Study text:
-----

Deciduous Tree Pruning

Winter – Great Time for Deciduous Tree Pruning

Winter is a great time for cutting/pruning most deciduous trees. There is little sap movement during the winter months while the trees are dormant so the tree doesn’t lose too much energy due to the pruning.

There are a few trees that are not recommended for pruning in winter:  horse chestnut, birch, walnut and cherry trees.  As a great surprise to me that list also includes Maple.  That’s a surprise because I have pruned my maples in Winter for the last 15 years with absolutely no ill effects at all.

The great benefit of pruning in winter for garden shredder users is that the wood is leaf free and is generally pretty dry.  All in all it makes it just about perfect to feed into the shredder.

Pruning Equipment

You really don’t need a lot of gear to be able to do a pretty professional job of pruning your own trees.  Here are some of the most useful items

Telescopic pruning shears are pretty much a must.  There are many models for sale on Amazon and many get great reviews.  These from Spear and Jackson get just about the best reviews but they are comparatively expensive.  Take your time and have a good shop around.
 A small hand held pruning saw will make short work of even quite thick branches that are within easy reach.  Using the saw attachment on the telescopic pruner works pretty well but is much more difficult and tiring to use.
I use the Draper saw and absolutely love it.
   Secateurs are still really great for pruning the smaller branches (again if you can reach them).  There are many models for sale with both bypass (blades cross like scissors) or anvil (only one cutting blade which comes across to meet the flat, anvil face) cutting mechanisms.  I like the anvil cutters better as I find I can use them more quickly.  My wife prefers cross over cutters.  The choice is yours and there are some really great options on Amazon

That’s about it really.  If you need a chain saw or any ladder bigger than a set of steps you are probably looking at major tree surgery.  In this case it may well be left to an expert who will not only be able to shape your tree beautifully (it might not look like it until you get some good spring growth underway though) but will take away most of the waste for you.  If you have an open fire make sure you keep any logs created from tree surgery.

-----

Material provided:
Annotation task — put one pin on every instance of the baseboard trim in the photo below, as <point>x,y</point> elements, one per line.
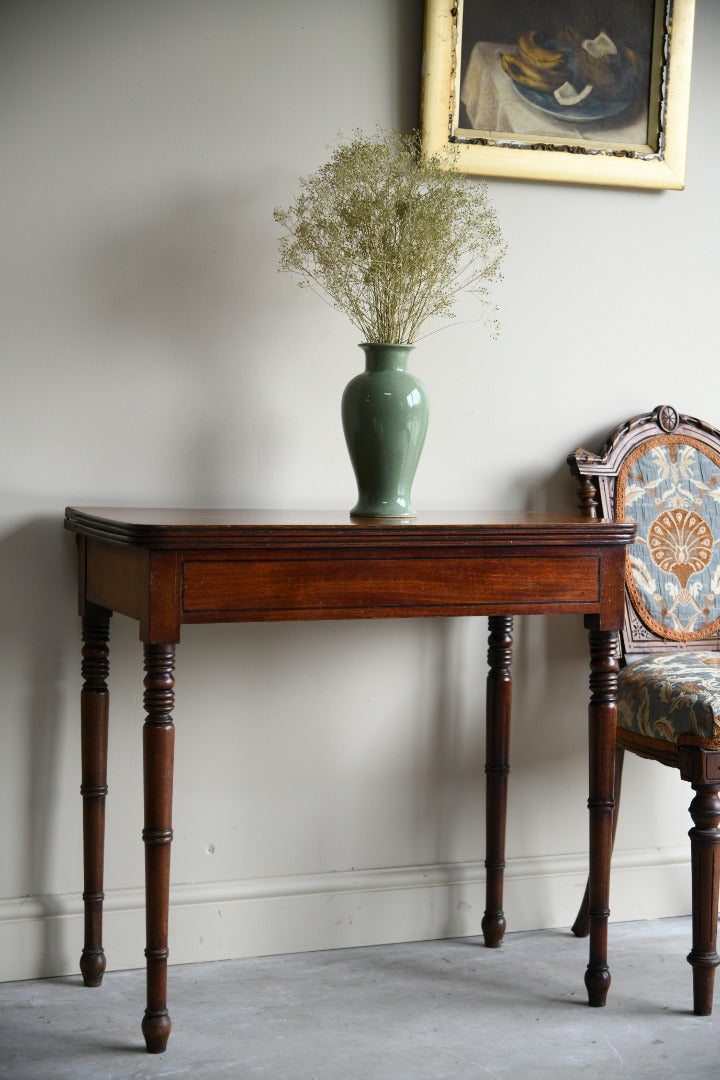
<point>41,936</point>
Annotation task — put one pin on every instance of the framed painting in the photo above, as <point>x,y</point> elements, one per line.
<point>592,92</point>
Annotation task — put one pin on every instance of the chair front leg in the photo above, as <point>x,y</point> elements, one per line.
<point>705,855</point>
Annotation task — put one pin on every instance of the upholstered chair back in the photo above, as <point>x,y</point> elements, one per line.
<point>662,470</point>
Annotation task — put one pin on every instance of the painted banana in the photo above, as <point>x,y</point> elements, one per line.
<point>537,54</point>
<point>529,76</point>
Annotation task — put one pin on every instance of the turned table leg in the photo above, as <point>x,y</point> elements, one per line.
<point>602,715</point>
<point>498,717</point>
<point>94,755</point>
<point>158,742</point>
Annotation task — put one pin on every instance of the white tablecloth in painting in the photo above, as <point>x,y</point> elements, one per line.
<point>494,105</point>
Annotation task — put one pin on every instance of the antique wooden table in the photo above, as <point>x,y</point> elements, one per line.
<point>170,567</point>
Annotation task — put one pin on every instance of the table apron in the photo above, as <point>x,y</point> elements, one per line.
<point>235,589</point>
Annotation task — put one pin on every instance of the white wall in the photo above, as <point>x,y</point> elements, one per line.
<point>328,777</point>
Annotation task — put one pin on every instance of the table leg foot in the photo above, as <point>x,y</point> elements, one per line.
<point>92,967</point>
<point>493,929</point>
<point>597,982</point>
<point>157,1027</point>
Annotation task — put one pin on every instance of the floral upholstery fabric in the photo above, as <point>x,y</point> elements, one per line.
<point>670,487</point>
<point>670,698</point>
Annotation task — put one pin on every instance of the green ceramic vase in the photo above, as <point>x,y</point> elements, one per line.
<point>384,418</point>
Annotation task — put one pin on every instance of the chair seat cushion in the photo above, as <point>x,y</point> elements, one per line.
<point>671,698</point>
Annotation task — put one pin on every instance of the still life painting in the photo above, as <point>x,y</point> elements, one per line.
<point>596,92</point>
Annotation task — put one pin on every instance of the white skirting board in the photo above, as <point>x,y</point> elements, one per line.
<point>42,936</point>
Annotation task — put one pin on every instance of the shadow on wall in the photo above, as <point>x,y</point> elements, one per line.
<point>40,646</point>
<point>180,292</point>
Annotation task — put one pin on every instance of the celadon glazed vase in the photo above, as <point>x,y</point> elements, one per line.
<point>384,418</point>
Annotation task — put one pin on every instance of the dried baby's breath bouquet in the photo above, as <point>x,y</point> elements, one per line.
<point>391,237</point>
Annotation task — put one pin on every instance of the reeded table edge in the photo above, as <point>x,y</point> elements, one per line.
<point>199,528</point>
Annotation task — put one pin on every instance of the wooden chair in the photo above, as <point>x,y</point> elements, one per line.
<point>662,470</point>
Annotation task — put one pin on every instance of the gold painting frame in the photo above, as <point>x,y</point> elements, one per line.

-----

Work instruction 1:
In the pruning article, write out everything from "Pruning Equipment" down to "absolutely love it.", replacing "Draper" with "Fiskars".
Work instruction 2:
Answer these questions from the pruning article.
(a) Apart from maple, which trees are not recommended for pruning in winter?
(b) For how many years has the writer pruned maples in winter?
(c) Which type of cutters does the writer's wife prefer?
Work instruction 3:
For each statement, say whether it agrees with the pruning article, and quote the words that decide it.
(a) Sap moves very little in winter while trees are dormant.
(b) The saw attachment on the telescopic pruner is easier to use than a small hand held pruning saw.
(c) The Spear and Jackson shears are comparatively cheap.

Answer section 1:
Pruning Equipment

You really don’t need a lot of gear to be able to do a pretty professional job of pruning your own trees.  Here are some of the most useful items

Telescopic pruning shears are pretty much a must.  There are many models for sale on Amazon and many get great reviews.  These from Spear and Jackson get just about the best reviews but they are comparatively expensive.  Take your time and have a good shop around.
 A small hand held pruning saw will make short work of even quite thick branches that are within easy reach.  Using the saw attachment on the telescopic pruner works pretty well but is much more difficult and tiring to use.
I use the Fiskars saw and absolutely love it.

Answer section 2:
(a) Horse chestnut, birch, walnut and cherry trees.
(b) 15 years.
(c) Cross over cutters.

Answer section 3:
(a) Yes: "There is little sap movement during the winter months while the trees are dormant"
(b) No: "Using the saw attachment on the telescopic pruner works pretty well but is much more difficult and tiring to use."
(c) No: "they are comparatively expensive"